What is needed: Copy out the entries below precisely; nothing is to be omitted.

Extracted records
-=-=-=-=-

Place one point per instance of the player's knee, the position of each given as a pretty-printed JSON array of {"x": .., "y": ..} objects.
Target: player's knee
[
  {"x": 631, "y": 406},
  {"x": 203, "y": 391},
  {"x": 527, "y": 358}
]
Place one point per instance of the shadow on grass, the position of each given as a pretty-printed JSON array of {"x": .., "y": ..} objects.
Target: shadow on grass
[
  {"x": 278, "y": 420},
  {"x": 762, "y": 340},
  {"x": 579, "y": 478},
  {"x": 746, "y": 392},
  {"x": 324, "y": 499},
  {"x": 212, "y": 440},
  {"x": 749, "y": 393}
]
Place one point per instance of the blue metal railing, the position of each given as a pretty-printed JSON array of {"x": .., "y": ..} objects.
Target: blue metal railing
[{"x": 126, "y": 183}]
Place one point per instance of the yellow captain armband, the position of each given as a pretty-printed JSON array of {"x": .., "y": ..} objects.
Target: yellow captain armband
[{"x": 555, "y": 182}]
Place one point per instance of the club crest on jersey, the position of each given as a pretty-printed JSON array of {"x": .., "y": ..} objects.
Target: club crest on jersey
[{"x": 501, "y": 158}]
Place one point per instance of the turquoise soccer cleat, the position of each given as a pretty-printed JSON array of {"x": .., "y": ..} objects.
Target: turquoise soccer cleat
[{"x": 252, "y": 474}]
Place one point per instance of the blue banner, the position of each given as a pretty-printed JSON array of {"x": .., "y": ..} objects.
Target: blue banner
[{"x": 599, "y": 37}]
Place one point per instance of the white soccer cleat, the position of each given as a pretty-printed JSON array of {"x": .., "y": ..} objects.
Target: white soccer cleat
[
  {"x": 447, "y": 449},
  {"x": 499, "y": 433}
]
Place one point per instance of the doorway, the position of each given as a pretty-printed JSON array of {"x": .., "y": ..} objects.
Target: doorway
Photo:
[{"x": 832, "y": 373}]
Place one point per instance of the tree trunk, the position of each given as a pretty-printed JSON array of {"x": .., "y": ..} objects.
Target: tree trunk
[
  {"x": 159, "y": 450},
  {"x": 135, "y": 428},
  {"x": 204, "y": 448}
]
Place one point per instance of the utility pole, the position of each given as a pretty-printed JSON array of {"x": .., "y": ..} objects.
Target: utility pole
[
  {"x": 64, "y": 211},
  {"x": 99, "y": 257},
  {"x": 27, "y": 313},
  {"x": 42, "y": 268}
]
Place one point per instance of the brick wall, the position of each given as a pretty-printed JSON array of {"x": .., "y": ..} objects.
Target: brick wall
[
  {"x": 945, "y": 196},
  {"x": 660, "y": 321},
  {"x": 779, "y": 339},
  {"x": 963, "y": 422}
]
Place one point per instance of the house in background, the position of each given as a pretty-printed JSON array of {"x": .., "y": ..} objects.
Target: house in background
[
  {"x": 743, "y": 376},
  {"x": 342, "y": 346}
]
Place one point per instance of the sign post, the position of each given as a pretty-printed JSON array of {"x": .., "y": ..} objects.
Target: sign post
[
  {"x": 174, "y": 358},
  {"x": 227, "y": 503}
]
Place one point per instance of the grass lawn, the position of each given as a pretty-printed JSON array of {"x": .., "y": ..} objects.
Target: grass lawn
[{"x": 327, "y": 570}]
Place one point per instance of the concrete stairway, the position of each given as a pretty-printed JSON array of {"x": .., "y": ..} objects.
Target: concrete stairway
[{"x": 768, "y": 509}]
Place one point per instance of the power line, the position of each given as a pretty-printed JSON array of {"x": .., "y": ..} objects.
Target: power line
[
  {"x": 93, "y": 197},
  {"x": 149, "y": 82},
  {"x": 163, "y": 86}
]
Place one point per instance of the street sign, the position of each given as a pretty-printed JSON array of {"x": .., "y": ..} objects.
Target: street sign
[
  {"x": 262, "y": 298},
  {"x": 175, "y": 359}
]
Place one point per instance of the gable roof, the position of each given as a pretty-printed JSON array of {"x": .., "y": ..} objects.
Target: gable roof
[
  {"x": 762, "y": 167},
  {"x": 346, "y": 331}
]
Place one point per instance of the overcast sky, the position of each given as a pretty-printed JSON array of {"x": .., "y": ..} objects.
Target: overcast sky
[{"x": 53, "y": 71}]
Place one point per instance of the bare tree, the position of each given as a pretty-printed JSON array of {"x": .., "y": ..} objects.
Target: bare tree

-=-=-=-=-

Task result:
Place one point per instance of the player's knee, the position of each given as a pretty-printed JSON array of {"x": .., "y": ..} objects.
Target: player's knee
[
  {"x": 631, "y": 406},
  {"x": 203, "y": 391},
  {"x": 527, "y": 358}
]
Place one point per instance of the shadow on grass, the position of each given as a pretty-printed JSON array of {"x": .., "y": ..} objects.
Target: shadow on grass
[
  {"x": 278, "y": 420},
  {"x": 762, "y": 340},
  {"x": 579, "y": 478},
  {"x": 746, "y": 392},
  {"x": 324, "y": 499},
  {"x": 212, "y": 440},
  {"x": 749, "y": 393}
]
Place one point per instance of the blue metal railing, the position of each given as a pretty-printed JSON array of {"x": .., "y": ..} objects.
Target: blue metal railing
[{"x": 126, "y": 183}]
Place one point per instance of the yellow captain armband, the position of each given as a pretty-printed JSON array of {"x": .., "y": ..} objects.
Target: yellow captain armband
[{"x": 555, "y": 182}]
Place one point per instance of the club crest on jersey, the position of each given as a pretty-printed JSON array of {"x": .., "y": ..} objects.
Target: club crest on jersey
[{"x": 501, "y": 158}]
Place one point per instance of the turquoise soccer cleat, the position of each given as a pretty-printed JSON array of {"x": .., "y": ..} objects.
Target: turquoise soccer cleat
[{"x": 252, "y": 474}]
Place one point per instance of the blue banner, the position of each given as a pretty-printed JSON array of {"x": .., "y": ..} objects.
Target: blue banner
[{"x": 599, "y": 37}]
Place one point per instance of the white soccer cleat, the position of each given as a pretty-printed JSON array of {"x": .., "y": ..} objects.
Target: white soccer cleat
[
  {"x": 447, "y": 449},
  {"x": 499, "y": 433}
]
Place one point per instance of the doorway, the position of each given as a pretty-printed JSON array of {"x": .., "y": ..} objects.
Target: doorway
Photo:
[{"x": 832, "y": 373}]
Place one point per instance of the tree trunk, the position of each given as a pretty-printed JSON array of {"x": .., "y": ..} objects.
Target: tree trunk
[
  {"x": 159, "y": 450},
  {"x": 135, "y": 428},
  {"x": 204, "y": 448}
]
Place one point per instance of the utility pole, the position of each given as a pretty-printed JSON array of {"x": .., "y": ..} objects.
Target: utility pole
[
  {"x": 64, "y": 211},
  {"x": 99, "y": 257},
  {"x": 27, "y": 313},
  {"x": 42, "y": 268}
]
Place one point per instance of the brick wall, the position of each given as a pretty-printed JSON array of {"x": .., "y": ..} objects.
Target: brick wall
[
  {"x": 945, "y": 196},
  {"x": 660, "y": 321},
  {"x": 779, "y": 339},
  {"x": 963, "y": 422}
]
Place one point per instance of the house in background, the position of each given as a pretty-printed JSON array of {"x": .., "y": ..} objects.
Target: house in background
[
  {"x": 743, "y": 376},
  {"x": 342, "y": 346}
]
Place one point per instance of the sign post, the position of each given as a pretty-printed JSON array of {"x": .., "y": ..} objects.
Target: sign post
[
  {"x": 174, "y": 358},
  {"x": 227, "y": 503}
]
Place one point per instance of the grass lawn, the position of each given as a pretty-printed JSON array of {"x": .., "y": ..} objects.
Target: grass lawn
[{"x": 327, "y": 570}]
Place one point per instance of the concrete stairway, the position of each given as a pretty-printed JSON array of {"x": .., "y": ..} objects.
Target: concrete stairway
[{"x": 768, "y": 509}]
Place one point per instance of the power line, the position of each given as a pretty-printed JSON array of {"x": .., "y": ..} objects.
Target: power line
[
  {"x": 93, "y": 197},
  {"x": 149, "y": 82},
  {"x": 163, "y": 86}
]
Place one point per instance of the street sign, the position of each given as a pretty-printed JSON array of {"x": .., "y": ..} objects.
Target: street sign
[
  {"x": 262, "y": 298},
  {"x": 175, "y": 359}
]
Place one point per instance of the gable roof, the position of each given as a pretty-printed JSON array of {"x": .., "y": ..} objects.
Target: gable roof
[
  {"x": 762, "y": 167},
  {"x": 346, "y": 331}
]
Place one point per instance of the overcast sky, the position of each given as a pretty-printed JSON array of {"x": .., "y": ..} objects.
Target: overcast sky
[{"x": 53, "y": 71}]
Place one point per instance of the bare tree, the position of each given as a pretty-printed JSON array of {"x": .., "y": ..} objects.
Target: bare tree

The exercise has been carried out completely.